→ Document:
++++++++++++++++++++
# Two new Shetland ponies for me in one week!



## disneyhorse (May 12, 2007)

I have room for four horses. Recently decided to switch from AMHR-only minis to Shetland Ponies. I really couldn't decide between the ASPC/AMHR horses or the Modern shetlands for my show string so I decided to go for both. Have been looking for a mare and a stallion of each, but just the right horse.

Well I had the stallion ASPC/AMHR horse, and the Modern mare. Have had them for over a year. I've been looking for the last two for the past year to finish out my show string.

Well this week, my shopping is all DONE! (yep, NO MORE shopping... really!!!! they say minis are like potato chips but the ponies are WAY more addictive...)

Today my ASPC/AMHR mare arrived from NJ Pony Farm in Nebraska. Many thanks to Judy Gottlob for this mare, she really exceeded my expectations! She has just been a pasture pony and travelled all the way from NE to CA so please excuse her picture, she is pictured right off the trailer (I was just so excited and wanted to share). She is three this year and will be bred to my little stallion this summer. If I can get her used to being fussed with she might go to some shows in the future, she's very cute! Her name is "NJs Oh My" and I am calling her "Amy":







And THEN I found the most adorable Modern colt. Jennifer Radoi of Sweet Opal Minis/Shetlands here on the forum owns his full big sister, and that mare is awesome. This colt is a son of "The Duke of Royal Manor" and he is just too cute. Huge thank you to Holly Bowers of MB Stables for "MB's Aftershock." I think I am going to nickname him "Quake." He will be coming up here once he is weaned as he's only a month old.
++++++++++++++++++++
[Records]
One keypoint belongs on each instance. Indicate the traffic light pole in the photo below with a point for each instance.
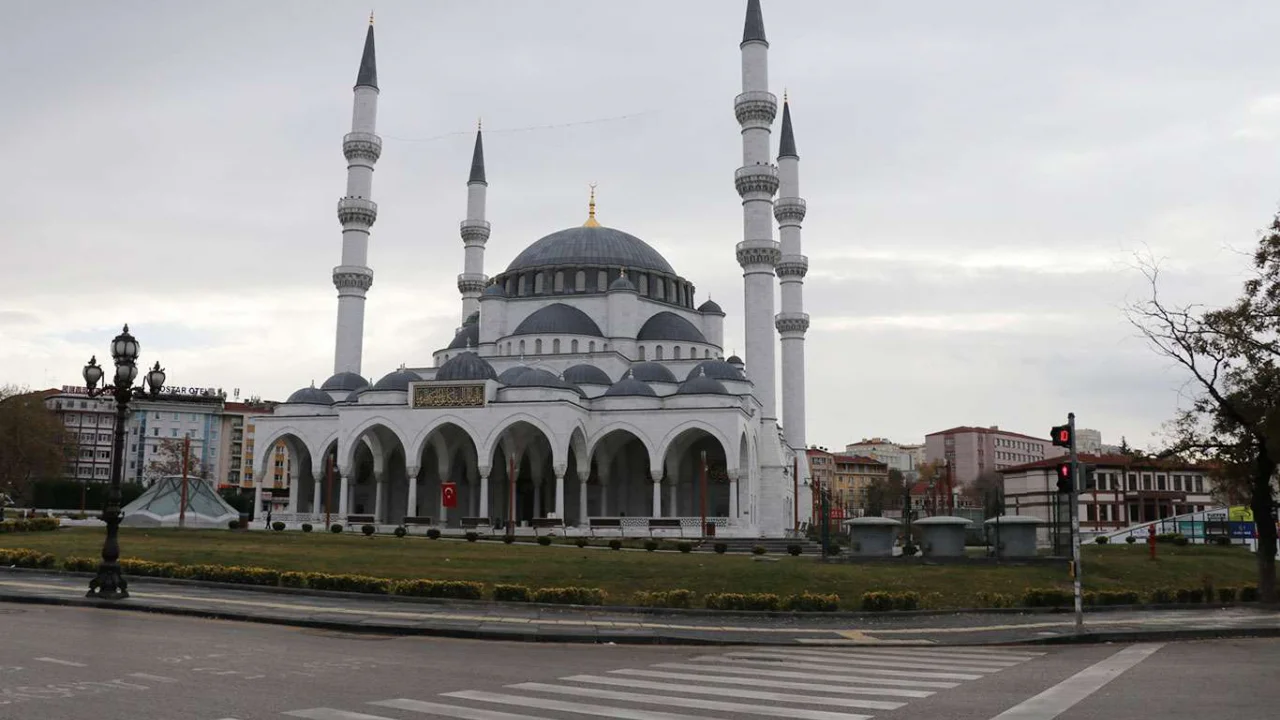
(1073, 499)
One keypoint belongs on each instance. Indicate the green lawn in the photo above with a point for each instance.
(621, 573)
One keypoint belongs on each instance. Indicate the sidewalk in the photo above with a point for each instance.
(540, 623)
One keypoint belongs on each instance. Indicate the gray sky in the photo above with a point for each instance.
(979, 176)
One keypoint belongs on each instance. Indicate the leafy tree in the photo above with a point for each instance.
(31, 441)
(1230, 355)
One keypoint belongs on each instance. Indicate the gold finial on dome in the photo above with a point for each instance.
(590, 212)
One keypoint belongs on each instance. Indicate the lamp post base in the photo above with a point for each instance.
(109, 583)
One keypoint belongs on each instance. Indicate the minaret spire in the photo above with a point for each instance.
(357, 213)
(475, 233)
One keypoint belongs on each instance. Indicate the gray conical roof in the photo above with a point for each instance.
(368, 63)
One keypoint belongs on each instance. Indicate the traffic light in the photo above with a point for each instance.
(1061, 436)
(1065, 482)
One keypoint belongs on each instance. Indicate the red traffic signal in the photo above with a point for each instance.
(1061, 436)
(1065, 481)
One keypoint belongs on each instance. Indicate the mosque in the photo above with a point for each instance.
(585, 381)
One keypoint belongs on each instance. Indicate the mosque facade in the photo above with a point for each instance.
(585, 379)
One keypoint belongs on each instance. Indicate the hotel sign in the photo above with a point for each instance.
(430, 395)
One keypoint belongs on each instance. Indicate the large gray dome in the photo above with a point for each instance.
(558, 319)
(592, 246)
(466, 367)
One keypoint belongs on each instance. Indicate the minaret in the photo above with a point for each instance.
(356, 213)
(757, 181)
(475, 233)
(791, 322)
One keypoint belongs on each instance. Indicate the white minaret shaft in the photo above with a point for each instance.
(475, 233)
(757, 181)
(357, 212)
(791, 322)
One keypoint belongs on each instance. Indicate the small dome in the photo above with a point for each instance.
(344, 382)
(717, 369)
(586, 374)
(630, 386)
(467, 337)
(652, 373)
(510, 374)
(466, 367)
(558, 319)
(398, 379)
(670, 326)
(310, 396)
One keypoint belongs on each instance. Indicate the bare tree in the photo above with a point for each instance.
(1233, 417)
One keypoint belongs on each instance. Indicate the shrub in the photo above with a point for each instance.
(743, 601)
(1047, 597)
(570, 596)
(511, 593)
(663, 598)
(812, 602)
(453, 589)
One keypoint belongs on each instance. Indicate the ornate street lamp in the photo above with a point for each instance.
(109, 583)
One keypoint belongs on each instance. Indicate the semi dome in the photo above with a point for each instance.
(670, 326)
(650, 373)
(310, 396)
(398, 379)
(717, 369)
(557, 319)
(466, 367)
(467, 337)
(592, 245)
(344, 382)
(630, 386)
(586, 374)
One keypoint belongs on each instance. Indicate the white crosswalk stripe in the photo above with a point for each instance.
(800, 683)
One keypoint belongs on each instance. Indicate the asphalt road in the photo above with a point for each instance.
(71, 662)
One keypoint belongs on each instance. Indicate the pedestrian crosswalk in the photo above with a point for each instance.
(801, 683)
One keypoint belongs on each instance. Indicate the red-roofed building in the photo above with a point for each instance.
(972, 451)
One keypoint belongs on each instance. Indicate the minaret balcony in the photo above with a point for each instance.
(474, 231)
(357, 210)
(791, 322)
(757, 180)
(789, 210)
(755, 108)
(362, 146)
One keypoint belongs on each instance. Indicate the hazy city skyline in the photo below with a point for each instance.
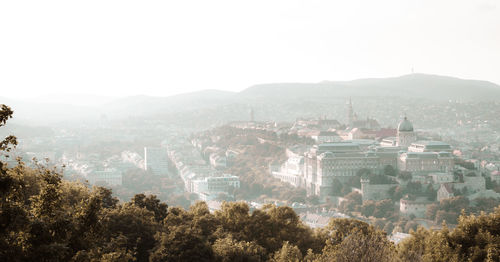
(121, 48)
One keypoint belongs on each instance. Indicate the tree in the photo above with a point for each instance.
(228, 250)
(10, 141)
(353, 240)
(152, 204)
(389, 170)
(287, 253)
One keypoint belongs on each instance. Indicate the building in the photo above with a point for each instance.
(111, 177)
(405, 134)
(426, 162)
(156, 160)
(218, 161)
(330, 161)
(416, 207)
(215, 184)
(429, 146)
(445, 191)
(292, 171)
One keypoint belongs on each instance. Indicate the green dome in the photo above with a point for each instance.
(405, 126)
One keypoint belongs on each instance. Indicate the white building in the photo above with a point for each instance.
(405, 135)
(110, 177)
(156, 160)
(426, 162)
(215, 184)
(416, 207)
(292, 171)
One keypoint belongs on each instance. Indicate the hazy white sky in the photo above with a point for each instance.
(168, 47)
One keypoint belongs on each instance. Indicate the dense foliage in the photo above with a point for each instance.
(46, 218)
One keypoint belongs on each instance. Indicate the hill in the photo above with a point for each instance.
(432, 87)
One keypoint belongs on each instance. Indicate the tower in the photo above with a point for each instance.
(252, 119)
(405, 135)
(350, 113)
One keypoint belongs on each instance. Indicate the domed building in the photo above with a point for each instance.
(405, 134)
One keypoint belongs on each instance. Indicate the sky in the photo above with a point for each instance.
(161, 48)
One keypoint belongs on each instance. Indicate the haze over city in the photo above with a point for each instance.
(277, 131)
(122, 48)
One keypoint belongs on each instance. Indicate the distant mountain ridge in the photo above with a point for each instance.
(415, 85)
(276, 96)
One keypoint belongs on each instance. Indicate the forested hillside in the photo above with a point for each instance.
(45, 218)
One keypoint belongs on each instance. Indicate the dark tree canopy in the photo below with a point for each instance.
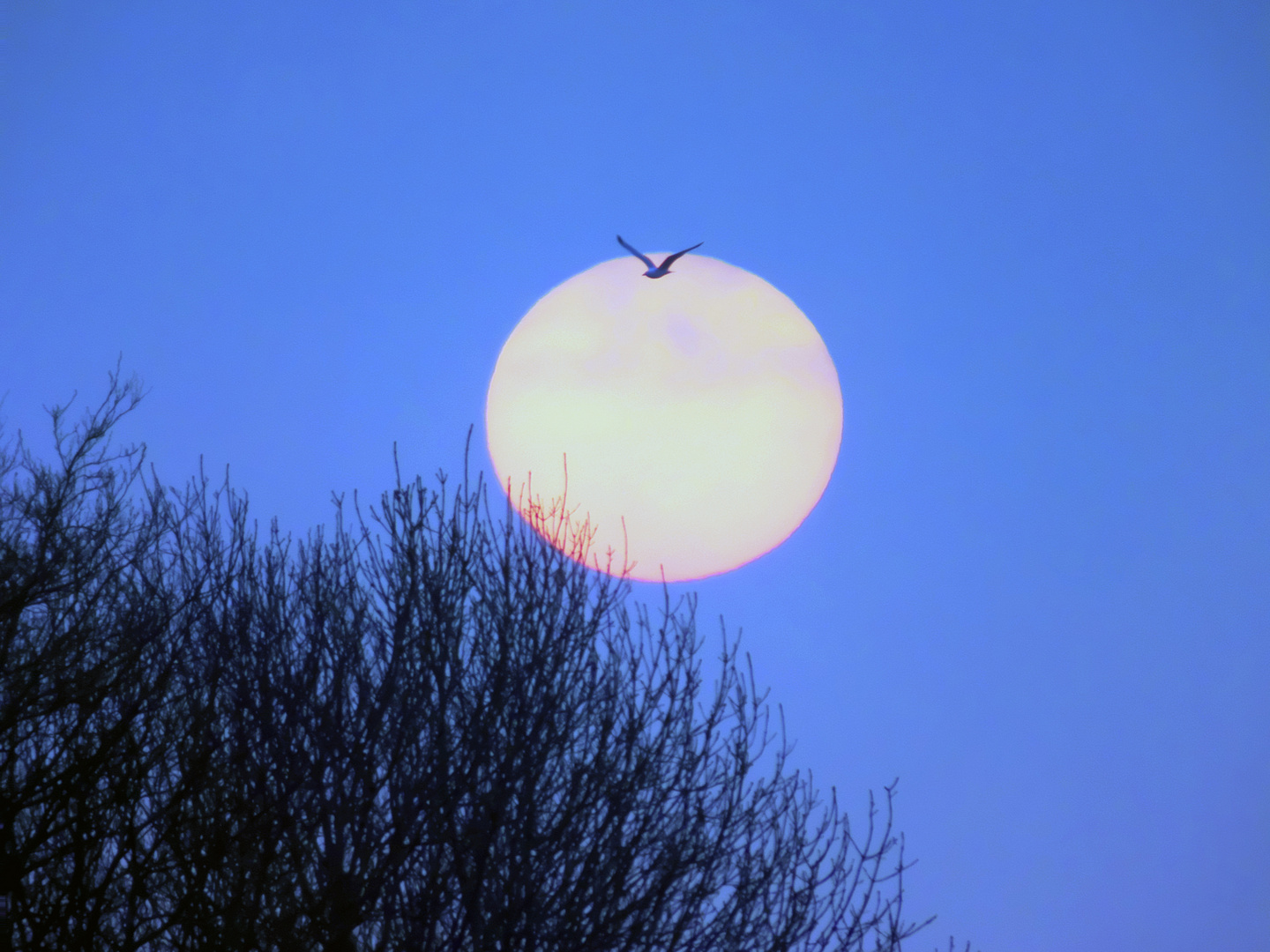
++++++++++++++++++++
→ What is needed: Please quote, word for word, the part of the Shetland pony post that opens with the words containing "# Two new Shetland" and closes with "WAY more addictive...)".

→ Exercise result:
# Two new Shetland ponies for me in one week!



## disneyhorse (May 12, 2007)

I have room for four horses. Recently decided to switch from AMHR-only minis to Shetland Ponies. I really couldn't decide between the ASPC/AMHR horses or the Modern shetlands for my show string so I decided to go for both. Have been looking for a mare and a stallion of each, but just the right horse.

Well I had the stallion ASPC/AMHR horse, and the Modern mare. Have had them for over a year. I've been looking for the last two for the past year to finish out my show string.

Well this week, my shopping is all DONE! (yep, NO MORE shopping... really!!!! they say minis are like potato chips but the ponies are WAY more addictive...)